PAGE TEXT:

Keywords

1 Introduction

In the modern era of data explosion, people are exposed to a great variety of pictures. The first step to process the data of these pictures is to classify them [1, 2]. With the continuous development of computer technology, artificial intelligence and other fields, the number and types of data are increasingly diverse. Therefore, image classification has attracted people's attention. Image classification usually includes image information acquisition, image preprocessing, image detection, feature extraction and dimensionality reduction and then the image classification is eventually achieved.

LBP (local binary pattern) is a practical and popular texture feature extraction operator. it is widely used for its principle is easy to understand and the extracted texture features are obvious,. Ahonen et al. [3] proposed a face image representation method based on local binary pattern (LBP) texture features. Guoying Zhao et al. [4] improved the extended VLBP(volume local binary patterns) algorithm to deal with dynamic features and applied it in expression recognition. Wei Li et al. [5] proposed a framework of LBP based image local feature extraction and two-level fusion with global Gabor feature and original spectral feature to classify hyperspectral images with high spatial resolution, and achieved good results.

However, the traditional LBP Operator only considers the relationship between the gray value of the center pixel and the neighboring pixel when obtaining the eigenvalues, which is easily affected by the change of gray value and reduces the recognition rate. An improved LBP algorithm introduces the concept of threshold. Firstly, the gray values of the neighborhood pixel and the center pixel are obtained by calculation, and the influence on the threshold is further calculated. On this basis, the LBP algorithm of weighted threshold UM proposed in this paper introduces the weight U to the ordinary threshold M, so as to reduce the influence of the maximum and minimum value in the calculation of threshold M, and make the threshold M more distinguishable. The algorithm also optimizes the field of face recognition. When extracting the features of mouth, eyebrow, eye and other parts, we can increase the weight U appropriately to make the features of these parts more obvious.

INFORMATION GIVEN:
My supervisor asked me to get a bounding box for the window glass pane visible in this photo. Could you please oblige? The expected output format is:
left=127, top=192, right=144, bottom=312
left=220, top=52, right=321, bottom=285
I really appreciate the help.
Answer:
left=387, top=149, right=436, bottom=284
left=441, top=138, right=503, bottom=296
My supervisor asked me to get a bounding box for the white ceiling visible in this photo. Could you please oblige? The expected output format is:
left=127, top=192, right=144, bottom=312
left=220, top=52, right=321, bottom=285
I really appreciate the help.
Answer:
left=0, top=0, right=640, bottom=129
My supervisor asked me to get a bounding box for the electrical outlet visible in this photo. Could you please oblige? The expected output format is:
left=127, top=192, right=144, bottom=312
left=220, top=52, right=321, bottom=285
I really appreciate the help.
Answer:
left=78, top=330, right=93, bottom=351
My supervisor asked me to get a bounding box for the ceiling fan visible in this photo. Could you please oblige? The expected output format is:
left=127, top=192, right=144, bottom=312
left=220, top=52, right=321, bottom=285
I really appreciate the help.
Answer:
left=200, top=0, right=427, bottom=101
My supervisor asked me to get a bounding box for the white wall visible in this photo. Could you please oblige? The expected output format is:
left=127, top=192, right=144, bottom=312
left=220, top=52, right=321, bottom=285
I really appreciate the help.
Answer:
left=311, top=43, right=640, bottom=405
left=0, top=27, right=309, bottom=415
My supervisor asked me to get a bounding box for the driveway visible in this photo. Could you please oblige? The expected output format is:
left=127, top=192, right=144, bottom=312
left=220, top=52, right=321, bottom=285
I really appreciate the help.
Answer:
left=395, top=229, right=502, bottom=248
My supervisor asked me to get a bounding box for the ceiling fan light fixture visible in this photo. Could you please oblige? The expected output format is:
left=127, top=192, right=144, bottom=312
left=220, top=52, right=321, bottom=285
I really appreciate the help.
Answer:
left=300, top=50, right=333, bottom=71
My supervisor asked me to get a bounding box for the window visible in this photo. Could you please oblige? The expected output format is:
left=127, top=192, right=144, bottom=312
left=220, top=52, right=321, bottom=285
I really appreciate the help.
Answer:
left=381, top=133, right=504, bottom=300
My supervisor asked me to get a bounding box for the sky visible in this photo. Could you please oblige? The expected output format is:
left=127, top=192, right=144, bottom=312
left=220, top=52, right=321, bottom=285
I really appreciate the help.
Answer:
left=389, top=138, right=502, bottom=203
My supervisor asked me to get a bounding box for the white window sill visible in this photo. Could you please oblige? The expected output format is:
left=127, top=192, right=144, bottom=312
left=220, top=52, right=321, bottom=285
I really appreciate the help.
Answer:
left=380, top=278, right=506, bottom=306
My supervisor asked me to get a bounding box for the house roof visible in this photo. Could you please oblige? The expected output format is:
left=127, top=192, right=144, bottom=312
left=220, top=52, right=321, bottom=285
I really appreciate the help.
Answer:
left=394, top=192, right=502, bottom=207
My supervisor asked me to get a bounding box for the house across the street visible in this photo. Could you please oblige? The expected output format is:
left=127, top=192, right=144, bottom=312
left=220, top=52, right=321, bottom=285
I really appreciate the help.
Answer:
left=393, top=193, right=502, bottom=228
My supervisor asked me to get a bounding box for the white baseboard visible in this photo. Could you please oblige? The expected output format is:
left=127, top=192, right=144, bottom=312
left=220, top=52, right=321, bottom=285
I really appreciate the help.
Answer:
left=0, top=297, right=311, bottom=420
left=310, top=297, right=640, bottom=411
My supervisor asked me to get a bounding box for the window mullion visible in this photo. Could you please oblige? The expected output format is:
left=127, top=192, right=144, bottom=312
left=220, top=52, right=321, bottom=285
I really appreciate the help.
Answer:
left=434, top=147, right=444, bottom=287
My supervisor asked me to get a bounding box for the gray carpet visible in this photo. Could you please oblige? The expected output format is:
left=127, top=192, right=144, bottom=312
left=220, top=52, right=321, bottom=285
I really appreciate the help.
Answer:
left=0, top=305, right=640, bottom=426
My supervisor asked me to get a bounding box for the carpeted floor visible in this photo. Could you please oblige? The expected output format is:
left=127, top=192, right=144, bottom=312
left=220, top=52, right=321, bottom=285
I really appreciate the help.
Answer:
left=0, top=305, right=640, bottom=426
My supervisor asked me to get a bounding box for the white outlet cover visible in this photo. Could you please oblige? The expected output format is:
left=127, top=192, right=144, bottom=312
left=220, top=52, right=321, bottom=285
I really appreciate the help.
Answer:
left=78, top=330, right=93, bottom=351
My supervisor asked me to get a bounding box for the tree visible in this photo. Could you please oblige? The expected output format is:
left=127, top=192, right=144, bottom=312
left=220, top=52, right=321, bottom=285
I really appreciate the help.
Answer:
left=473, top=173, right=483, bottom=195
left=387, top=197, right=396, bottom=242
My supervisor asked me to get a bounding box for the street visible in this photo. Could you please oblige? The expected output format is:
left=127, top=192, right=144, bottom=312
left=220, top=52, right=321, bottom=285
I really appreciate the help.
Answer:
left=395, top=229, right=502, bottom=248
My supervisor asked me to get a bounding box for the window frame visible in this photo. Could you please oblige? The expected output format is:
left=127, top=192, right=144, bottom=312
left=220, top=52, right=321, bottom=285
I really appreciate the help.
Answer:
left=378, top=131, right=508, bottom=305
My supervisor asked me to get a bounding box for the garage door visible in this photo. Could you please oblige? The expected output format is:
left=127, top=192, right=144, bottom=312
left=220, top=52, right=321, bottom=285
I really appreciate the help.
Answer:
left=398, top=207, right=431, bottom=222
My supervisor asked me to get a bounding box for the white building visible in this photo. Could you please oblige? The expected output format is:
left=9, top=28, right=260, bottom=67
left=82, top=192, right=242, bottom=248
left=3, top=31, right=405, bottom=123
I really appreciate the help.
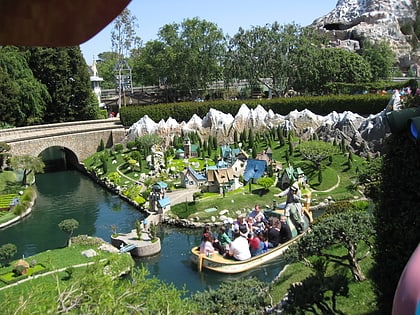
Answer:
left=89, top=59, right=105, bottom=107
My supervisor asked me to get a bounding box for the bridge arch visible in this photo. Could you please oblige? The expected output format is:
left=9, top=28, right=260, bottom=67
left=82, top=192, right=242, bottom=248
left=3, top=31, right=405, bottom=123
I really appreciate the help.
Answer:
left=38, top=146, right=80, bottom=172
left=0, top=119, right=125, bottom=166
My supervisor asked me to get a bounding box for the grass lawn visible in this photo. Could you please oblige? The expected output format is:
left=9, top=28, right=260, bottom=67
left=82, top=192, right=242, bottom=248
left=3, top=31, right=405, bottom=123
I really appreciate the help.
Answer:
left=0, top=236, right=134, bottom=305
left=269, top=244, right=376, bottom=314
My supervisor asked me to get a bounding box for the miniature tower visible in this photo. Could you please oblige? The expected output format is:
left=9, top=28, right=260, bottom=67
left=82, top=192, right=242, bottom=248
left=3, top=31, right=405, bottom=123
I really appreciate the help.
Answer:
left=184, top=136, right=191, bottom=159
left=89, top=58, right=104, bottom=106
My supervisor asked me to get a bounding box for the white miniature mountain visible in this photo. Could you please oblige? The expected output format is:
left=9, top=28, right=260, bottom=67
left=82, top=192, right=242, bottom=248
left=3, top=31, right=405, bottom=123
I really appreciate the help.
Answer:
left=127, top=104, right=388, bottom=155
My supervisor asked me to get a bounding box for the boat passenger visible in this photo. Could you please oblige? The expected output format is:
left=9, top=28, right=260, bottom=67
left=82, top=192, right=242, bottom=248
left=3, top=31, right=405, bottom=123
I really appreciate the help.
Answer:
left=248, top=232, right=264, bottom=257
left=200, top=233, right=216, bottom=255
left=280, top=215, right=292, bottom=244
left=248, top=204, right=267, bottom=225
left=267, top=219, right=280, bottom=248
left=227, top=227, right=251, bottom=260
left=233, top=215, right=248, bottom=238
left=213, top=226, right=232, bottom=255
left=256, top=230, right=268, bottom=253
left=201, top=224, right=214, bottom=242
left=224, top=218, right=233, bottom=240
left=278, top=182, right=305, bottom=234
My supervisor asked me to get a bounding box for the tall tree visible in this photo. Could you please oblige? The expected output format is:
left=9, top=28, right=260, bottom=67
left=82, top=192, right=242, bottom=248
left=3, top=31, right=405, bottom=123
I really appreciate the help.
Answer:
left=111, top=8, right=141, bottom=58
left=29, top=47, right=98, bottom=123
left=224, top=22, right=308, bottom=96
left=361, top=41, right=397, bottom=81
left=97, top=52, right=118, bottom=89
left=142, top=18, right=225, bottom=97
left=0, top=46, right=51, bottom=127
left=289, top=210, right=375, bottom=281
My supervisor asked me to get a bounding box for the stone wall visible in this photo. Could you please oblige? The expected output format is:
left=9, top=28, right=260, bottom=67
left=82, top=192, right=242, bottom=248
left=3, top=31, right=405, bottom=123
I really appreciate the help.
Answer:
left=10, top=129, right=125, bottom=161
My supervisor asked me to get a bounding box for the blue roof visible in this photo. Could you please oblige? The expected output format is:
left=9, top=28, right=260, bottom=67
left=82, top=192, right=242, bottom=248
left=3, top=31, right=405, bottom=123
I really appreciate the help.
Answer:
left=158, top=197, right=171, bottom=208
left=188, top=167, right=206, bottom=180
left=156, top=182, right=168, bottom=188
left=216, top=160, right=229, bottom=168
left=244, top=160, right=267, bottom=182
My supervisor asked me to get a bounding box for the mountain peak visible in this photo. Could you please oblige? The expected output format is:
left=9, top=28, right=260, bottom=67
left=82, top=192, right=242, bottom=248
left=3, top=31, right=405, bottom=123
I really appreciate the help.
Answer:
left=312, top=0, right=420, bottom=70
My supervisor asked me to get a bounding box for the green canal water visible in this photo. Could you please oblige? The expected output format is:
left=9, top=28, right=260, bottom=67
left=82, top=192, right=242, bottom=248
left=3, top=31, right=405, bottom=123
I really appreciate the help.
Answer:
left=0, top=171, right=284, bottom=293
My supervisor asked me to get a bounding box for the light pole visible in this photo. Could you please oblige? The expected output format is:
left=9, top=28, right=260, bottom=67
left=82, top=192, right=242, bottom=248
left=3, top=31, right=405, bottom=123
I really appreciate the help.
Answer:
left=114, top=59, right=133, bottom=113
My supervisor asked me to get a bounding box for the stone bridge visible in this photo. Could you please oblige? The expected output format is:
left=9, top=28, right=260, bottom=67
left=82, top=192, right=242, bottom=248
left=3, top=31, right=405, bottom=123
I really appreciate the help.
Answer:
left=0, top=118, right=125, bottom=165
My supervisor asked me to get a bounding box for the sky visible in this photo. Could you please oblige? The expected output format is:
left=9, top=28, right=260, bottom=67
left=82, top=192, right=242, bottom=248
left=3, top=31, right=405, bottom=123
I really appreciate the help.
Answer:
left=80, top=0, right=337, bottom=64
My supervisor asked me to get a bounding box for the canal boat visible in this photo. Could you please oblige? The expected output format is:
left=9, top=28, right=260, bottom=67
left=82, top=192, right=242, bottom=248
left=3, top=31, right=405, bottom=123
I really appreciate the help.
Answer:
left=191, top=193, right=312, bottom=274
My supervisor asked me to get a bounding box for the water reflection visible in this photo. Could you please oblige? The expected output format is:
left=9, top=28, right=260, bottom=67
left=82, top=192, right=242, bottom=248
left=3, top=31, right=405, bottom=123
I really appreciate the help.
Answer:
left=0, top=171, right=284, bottom=293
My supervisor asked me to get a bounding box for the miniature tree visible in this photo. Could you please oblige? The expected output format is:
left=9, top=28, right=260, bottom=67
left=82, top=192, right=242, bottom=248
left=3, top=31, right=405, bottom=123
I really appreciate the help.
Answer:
left=0, top=243, right=17, bottom=265
left=58, top=219, right=79, bottom=247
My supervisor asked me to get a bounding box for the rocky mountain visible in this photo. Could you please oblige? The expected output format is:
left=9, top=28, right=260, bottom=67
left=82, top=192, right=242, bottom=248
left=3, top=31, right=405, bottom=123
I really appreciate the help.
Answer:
left=127, top=99, right=389, bottom=156
left=312, top=0, right=420, bottom=70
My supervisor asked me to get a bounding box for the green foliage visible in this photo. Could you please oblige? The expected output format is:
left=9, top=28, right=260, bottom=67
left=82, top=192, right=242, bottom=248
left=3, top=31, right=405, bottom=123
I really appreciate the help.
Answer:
left=361, top=41, right=396, bottom=82
left=373, top=134, right=420, bottom=314
left=120, top=94, right=389, bottom=127
left=107, top=172, right=121, bottom=185
left=257, top=177, right=274, bottom=190
left=97, top=138, right=105, bottom=152
left=284, top=258, right=349, bottom=314
left=9, top=155, right=45, bottom=186
left=0, top=243, right=17, bottom=264
left=122, top=185, right=146, bottom=205
left=289, top=211, right=375, bottom=281
left=298, top=141, right=338, bottom=170
left=58, top=219, right=79, bottom=246
left=27, top=47, right=94, bottom=123
left=191, top=278, right=270, bottom=315
left=314, top=200, right=360, bottom=224
left=114, top=143, right=124, bottom=153
left=0, top=46, right=51, bottom=127
left=357, top=157, right=382, bottom=201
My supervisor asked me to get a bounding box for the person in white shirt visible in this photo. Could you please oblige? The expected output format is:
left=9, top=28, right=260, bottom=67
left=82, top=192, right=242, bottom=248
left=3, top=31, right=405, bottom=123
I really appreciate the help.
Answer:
left=228, top=229, right=251, bottom=260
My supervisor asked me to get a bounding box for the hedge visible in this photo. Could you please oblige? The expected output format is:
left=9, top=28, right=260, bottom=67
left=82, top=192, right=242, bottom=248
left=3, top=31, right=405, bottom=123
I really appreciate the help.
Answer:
left=120, top=94, right=390, bottom=126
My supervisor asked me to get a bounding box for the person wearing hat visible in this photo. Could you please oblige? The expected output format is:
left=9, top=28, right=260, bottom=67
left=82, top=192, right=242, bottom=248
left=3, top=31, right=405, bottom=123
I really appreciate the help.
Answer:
left=278, top=182, right=305, bottom=234
left=226, top=226, right=251, bottom=260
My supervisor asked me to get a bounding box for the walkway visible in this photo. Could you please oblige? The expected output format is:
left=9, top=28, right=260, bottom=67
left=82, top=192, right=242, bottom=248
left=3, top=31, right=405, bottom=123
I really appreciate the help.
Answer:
left=0, top=118, right=124, bottom=143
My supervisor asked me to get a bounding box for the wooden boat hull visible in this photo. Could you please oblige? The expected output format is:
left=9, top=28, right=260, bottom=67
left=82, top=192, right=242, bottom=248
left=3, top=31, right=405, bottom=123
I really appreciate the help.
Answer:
left=191, top=234, right=304, bottom=274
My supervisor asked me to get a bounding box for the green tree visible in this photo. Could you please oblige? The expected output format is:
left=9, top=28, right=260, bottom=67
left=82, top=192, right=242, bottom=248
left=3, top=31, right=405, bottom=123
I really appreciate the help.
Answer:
left=284, top=258, right=349, bottom=314
left=257, top=177, right=274, bottom=191
left=298, top=141, right=338, bottom=171
left=111, top=8, right=141, bottom=58
left=58, top=219, right=79, bottom=247
left=289, top=45, right=372, bottom=94
left=290, top=211, right=375, bottom=281
left=97, top=52, right=118, bottom=89
left=9, top=155, right=45, bottom=186
left=224, top=22, right=301, bottom=96
left=191, top=278, right=269, bottom=315
left=28, top=47, right=98, bottom=123
left=135, top=134, right=162, bottom=156
left=0, top=46, right=51, bottom=127
left=361, top=40, right=397, bottom=81
left=0, top=243, right=17, bottom=265
left=357, top=157, right=382, bottom=201
left=0, top=142, right=10, bottom=170
left=142, top=18, right=225, bottom=97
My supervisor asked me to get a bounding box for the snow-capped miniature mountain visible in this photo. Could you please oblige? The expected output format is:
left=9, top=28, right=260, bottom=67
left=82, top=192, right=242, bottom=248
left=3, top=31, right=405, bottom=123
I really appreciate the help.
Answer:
left=127, top=104, right=389, bottom=155
left=312, top=0, right=420, bottom=68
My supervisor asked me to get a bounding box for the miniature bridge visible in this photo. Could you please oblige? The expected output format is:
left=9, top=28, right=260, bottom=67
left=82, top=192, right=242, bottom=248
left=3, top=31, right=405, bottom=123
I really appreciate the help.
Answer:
left=0, top=118, right=125, bottom=165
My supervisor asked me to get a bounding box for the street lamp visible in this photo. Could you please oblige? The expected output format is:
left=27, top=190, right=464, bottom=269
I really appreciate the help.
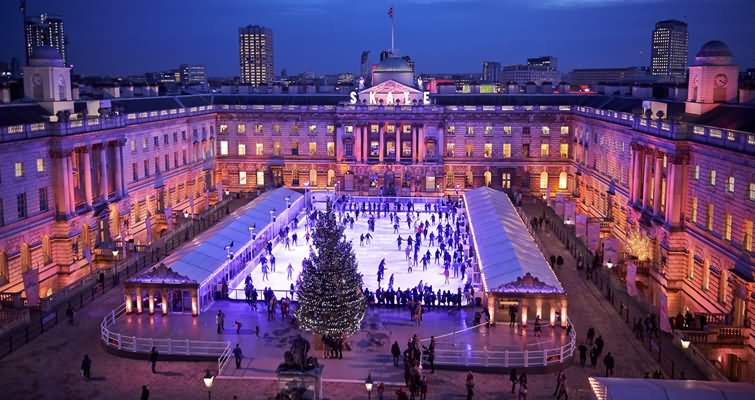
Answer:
left=364, top=373, right=372, bottom=400
left=202, top=369, right=215, bottom=400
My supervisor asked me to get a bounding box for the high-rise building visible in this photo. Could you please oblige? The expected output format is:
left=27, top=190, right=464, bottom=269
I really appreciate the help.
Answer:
left=239, top=25, right=273, bottom=86
left=650, top=20, right=689, bottom=80
left=24, top=14, right=68, bottom=65
left=482, top=61, right=501, bottom=82
left=527, top=56, right=558, bottom=71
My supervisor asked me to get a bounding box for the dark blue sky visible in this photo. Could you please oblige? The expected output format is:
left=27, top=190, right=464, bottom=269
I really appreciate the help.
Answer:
left=0, top=0, right=755, bottom=76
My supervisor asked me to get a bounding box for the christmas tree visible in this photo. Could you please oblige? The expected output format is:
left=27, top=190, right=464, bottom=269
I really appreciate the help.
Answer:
left=295, top=201, right=366, bottom=336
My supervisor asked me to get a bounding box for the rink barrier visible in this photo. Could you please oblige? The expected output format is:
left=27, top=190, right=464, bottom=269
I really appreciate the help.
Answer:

REQUESTS:
1. List the researchers the LBP introduction cites by name for earlier work.
2. In the LBP introduction, what does the proposed algorithm add to the ordinary threshold M?
3. Go on with the LBP introduction, picking up after its final sentence.

FINAL ANSWERS:
1. Ahonen et al., Guoying Zhao et al., Wei Li et al.

2. The weight U.

3.
2 Literature

2.1 LBP Algorithm

LBP (Local Binary Pattern) is first put forward by T. Ojala et al. in 1994 for texture feature extraction, it has the significant advantages in terms of rotation invariance and gray invariance, as well as the extraction of the local texture feature of the image.

Description of LBP Features

The original LBP [6, 7] is based on the Central Pixel of the window as the threshold, comparing the gray values of 8 adjacent pixels in the 3 * 3 window. When the surrounding pixels are larger than the Central Pixel, the position of the central point is marked as 1, otherwise it is marked as 0, eight adjacent pixels can have a string of eight binary digits. Then, the LBP value of the Pixel in the center of the window is calculated and used to reflect the texture information of the region [8].

The image encoding is shown in Eq. (1):

$$P\_ALL=\sum\nolimits_{I=1}^{N}\left({P}_{I}\right)$$
(1)
$$s\left({g}_{p}-{g}_{c}\right)=\left\{\begin{array}{c}1, {g}_{p}\ge {g}_{c}\\ 0, {g}_{\mathrm{p}}<{g}_{c}\end{array}\right.$$
(2)

Where: \({g}_{c}\) stands for the gray value of the center point; \({g}_{p}\) stands for the gray value of each point in the 8 neighborhood; s () is a symbolic function;

Figure 1 shows a 3 × 3 local binary mode encoding scheme. With 83 as the center pixel, binary processing is carried out in a clockwise direction from the top left. If the gray value is greater than 83, it is marked as 1, otherwise, it is marked as 0, after that the LBP values for the center pixel are achieved.

Fig. 1.
figure 1

Schematic diagram of the original LBP

2.2 KPCA

The Principle Component Analysis (PCA) is widely used in various scenarios which is a mathematical transformation method that interprets most of the information of the original variable by combining a few linear combinations of the original variables and transforming multiple dimensions into a few main components that are not related to each other. However, the principle component analysis method has its limitations in processing nonlinear data. As an alternative, KPCA method is used to solve the nonlinear problem [9].

Kernel Principal Component Analysis (KPCA) is a nonlinear PCA method that first projects data dimensions into the feature space through nonlinear transformations and analyzes the main components in the feature space. As shown in the following illustration: In a two-tier spherical data, PCA classification is not effective, while KPCA is able to classify data (Fig. 2).

Fig. 2.
figure 2

The difference between PCA and KPCA

2.3 BP Neural Network

BP neural network is a multi layer neural network, it is one of the most widely used neural network, it uses the gradient descent to make the actual output and the expected output error minimum [10].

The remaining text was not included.